* Task requirements *
Rewrite the stretch of data from the line containing "Q: I'd like you to find the wood grain." through the line containing "27;8;481;203", swapping "cloud streak" for "cloud band" and leaving everything else as it stands.

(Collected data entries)

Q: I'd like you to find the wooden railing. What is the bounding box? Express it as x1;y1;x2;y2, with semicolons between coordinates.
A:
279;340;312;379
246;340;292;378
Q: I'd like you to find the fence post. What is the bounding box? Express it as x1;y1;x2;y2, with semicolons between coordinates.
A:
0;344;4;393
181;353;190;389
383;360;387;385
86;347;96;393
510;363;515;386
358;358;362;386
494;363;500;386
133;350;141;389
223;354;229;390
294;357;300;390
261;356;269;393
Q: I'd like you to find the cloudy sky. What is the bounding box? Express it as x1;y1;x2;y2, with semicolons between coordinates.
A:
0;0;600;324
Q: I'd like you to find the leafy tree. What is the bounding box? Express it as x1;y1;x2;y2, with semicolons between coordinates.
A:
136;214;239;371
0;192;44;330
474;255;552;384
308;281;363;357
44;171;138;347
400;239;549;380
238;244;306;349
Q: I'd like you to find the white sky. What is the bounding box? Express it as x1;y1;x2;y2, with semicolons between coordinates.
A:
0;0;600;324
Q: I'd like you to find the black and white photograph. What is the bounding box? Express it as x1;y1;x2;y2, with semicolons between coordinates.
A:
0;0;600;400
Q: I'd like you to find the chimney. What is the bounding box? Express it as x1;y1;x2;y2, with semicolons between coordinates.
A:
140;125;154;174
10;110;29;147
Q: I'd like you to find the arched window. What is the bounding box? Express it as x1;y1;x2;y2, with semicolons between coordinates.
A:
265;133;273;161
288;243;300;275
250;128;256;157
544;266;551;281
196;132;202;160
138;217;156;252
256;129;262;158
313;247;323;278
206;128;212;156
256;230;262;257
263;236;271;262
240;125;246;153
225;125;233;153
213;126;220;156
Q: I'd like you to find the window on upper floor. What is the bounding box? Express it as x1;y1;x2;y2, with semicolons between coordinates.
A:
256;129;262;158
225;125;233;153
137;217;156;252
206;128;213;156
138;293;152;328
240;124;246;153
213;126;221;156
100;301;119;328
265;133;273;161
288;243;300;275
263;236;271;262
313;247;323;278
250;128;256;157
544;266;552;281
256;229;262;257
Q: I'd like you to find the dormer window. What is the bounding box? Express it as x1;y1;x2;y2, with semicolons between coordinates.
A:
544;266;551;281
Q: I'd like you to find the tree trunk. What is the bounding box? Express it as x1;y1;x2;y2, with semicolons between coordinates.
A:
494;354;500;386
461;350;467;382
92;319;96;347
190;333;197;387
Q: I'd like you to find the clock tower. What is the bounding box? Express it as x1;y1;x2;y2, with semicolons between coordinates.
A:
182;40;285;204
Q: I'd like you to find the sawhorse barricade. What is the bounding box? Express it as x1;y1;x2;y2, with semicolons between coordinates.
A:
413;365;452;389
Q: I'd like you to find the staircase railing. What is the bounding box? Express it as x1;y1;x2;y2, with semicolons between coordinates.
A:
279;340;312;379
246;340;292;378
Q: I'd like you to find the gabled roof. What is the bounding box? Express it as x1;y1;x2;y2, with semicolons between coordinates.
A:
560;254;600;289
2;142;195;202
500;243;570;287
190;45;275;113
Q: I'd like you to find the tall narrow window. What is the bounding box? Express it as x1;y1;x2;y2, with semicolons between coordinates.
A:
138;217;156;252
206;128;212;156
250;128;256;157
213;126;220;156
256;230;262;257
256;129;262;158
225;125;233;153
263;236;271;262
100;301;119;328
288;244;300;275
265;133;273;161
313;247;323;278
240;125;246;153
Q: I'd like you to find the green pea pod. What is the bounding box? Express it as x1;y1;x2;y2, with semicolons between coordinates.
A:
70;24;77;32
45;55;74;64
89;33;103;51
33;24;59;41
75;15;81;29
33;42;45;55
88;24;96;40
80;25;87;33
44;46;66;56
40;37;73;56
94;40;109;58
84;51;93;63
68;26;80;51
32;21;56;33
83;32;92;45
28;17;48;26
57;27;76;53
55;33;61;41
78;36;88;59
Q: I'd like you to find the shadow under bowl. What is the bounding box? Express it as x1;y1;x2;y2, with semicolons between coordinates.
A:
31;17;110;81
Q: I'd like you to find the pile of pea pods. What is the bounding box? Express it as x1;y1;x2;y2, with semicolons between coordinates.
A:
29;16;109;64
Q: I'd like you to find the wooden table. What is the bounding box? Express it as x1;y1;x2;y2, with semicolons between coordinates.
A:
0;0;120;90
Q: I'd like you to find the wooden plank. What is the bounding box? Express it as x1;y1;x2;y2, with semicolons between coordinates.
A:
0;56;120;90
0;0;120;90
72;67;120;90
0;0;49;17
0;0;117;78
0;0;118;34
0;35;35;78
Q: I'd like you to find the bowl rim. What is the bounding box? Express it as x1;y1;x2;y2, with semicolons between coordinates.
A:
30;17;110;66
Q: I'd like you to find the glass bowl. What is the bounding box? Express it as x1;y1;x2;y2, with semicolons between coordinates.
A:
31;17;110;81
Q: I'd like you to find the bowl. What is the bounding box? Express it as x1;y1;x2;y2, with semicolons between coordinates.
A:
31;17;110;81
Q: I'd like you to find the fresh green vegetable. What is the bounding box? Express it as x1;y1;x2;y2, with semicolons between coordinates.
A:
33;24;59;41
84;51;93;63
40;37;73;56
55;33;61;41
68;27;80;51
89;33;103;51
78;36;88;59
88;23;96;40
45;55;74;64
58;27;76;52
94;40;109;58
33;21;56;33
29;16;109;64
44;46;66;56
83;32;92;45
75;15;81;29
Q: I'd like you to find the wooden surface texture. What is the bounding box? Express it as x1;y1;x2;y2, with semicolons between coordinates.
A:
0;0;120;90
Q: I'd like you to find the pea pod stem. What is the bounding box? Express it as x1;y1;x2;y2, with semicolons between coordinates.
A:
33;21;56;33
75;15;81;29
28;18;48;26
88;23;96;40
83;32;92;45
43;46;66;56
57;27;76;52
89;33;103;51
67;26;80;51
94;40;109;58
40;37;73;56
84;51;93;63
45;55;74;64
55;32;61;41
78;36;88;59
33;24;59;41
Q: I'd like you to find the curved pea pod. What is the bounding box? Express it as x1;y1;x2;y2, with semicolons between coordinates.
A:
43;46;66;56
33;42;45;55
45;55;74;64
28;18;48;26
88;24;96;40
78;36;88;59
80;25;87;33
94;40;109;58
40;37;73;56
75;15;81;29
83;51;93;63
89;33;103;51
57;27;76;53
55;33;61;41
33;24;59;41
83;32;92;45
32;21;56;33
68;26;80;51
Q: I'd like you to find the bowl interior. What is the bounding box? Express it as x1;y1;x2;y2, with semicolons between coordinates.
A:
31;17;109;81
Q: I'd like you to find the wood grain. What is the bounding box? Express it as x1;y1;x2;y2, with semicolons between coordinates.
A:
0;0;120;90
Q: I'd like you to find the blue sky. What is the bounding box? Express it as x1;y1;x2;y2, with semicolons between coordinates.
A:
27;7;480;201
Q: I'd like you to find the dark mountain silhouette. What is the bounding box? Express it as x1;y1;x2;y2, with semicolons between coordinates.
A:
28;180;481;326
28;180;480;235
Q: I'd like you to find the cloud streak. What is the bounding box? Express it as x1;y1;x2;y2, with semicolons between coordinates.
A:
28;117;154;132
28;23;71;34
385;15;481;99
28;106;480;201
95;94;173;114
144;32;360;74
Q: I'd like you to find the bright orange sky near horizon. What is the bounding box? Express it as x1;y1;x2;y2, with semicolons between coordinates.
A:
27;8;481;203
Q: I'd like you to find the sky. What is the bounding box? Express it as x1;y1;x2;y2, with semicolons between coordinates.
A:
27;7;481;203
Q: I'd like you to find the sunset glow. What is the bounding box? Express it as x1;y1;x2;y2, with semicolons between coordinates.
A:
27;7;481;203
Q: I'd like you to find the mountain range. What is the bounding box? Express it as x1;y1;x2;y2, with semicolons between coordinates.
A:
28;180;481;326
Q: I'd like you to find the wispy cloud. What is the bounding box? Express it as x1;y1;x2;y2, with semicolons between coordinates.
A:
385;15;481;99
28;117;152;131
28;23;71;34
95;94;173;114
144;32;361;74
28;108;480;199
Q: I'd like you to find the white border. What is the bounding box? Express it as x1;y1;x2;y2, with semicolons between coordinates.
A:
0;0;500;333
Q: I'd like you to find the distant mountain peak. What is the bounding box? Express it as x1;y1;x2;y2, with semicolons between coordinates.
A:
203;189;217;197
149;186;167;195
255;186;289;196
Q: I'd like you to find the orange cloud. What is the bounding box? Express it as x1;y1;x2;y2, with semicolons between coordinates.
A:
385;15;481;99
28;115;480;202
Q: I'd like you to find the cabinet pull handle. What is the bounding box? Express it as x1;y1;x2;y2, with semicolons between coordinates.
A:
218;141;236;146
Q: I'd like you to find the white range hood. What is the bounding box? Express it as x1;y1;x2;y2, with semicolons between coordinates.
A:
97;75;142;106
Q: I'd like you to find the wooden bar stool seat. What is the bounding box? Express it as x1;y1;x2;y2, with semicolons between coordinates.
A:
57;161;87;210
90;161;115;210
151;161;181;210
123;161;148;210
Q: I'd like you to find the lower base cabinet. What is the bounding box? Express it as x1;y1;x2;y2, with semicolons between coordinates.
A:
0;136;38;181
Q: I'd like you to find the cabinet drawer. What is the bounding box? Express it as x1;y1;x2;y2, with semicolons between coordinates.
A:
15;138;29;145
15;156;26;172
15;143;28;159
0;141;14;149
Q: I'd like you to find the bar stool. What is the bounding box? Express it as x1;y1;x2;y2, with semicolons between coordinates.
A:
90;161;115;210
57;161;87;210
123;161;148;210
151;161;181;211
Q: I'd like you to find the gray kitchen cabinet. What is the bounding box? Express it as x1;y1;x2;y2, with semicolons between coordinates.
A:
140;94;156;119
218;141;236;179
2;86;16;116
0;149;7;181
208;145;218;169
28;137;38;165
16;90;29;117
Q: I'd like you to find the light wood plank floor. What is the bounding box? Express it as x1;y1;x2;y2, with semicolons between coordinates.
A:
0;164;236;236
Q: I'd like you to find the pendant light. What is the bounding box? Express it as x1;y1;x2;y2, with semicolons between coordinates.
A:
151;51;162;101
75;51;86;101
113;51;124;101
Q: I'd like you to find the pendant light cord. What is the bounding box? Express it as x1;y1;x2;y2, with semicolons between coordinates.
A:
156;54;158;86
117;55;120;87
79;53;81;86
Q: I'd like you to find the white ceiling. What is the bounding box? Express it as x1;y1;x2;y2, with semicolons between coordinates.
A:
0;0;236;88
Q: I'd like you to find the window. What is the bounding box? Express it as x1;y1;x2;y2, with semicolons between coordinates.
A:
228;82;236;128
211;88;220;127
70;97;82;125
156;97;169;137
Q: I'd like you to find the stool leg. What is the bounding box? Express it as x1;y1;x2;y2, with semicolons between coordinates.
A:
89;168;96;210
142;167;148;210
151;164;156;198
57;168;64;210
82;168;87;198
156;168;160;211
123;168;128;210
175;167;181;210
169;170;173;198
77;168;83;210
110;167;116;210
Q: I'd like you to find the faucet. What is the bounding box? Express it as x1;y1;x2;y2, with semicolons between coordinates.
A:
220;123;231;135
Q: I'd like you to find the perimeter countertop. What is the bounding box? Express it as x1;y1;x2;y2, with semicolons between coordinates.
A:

* Solution to the problem *
Q: I'd like you to find the wood grain. What is the bounding box? Express it as x1;y1;x2;y2, with semicolons between coordinates.
A:
0;0;120;90
Q: I'd like you to find the blue sky. What is the bounding box? Express it as x1;y1;x2;y2, with semicolons between coordinates.
A:
27;7;480;201
Q: I'd like you to find the dark mountain silhouette. What is the bounding box? Express it as x1;y1;x2;y2, with semicolons between coordinates.
A:
28;180;481;326
28;180;480;235
Q: I'd like you to find the cloud band. What is the bounding box? Express it as x1;y1;x2;y2, with semicolons between coordinates.
A:
28;117;154;132
28;23;71;34
385;15;481;99
28;106;480;201
95;94;173;114
144;32;360;74
Q: I'd like you to find the bright orange sky near horizon. What is the bounding box? Express it as x1;y1;x2;y2, with semicolons between coordinates.
A:
27;8;481;203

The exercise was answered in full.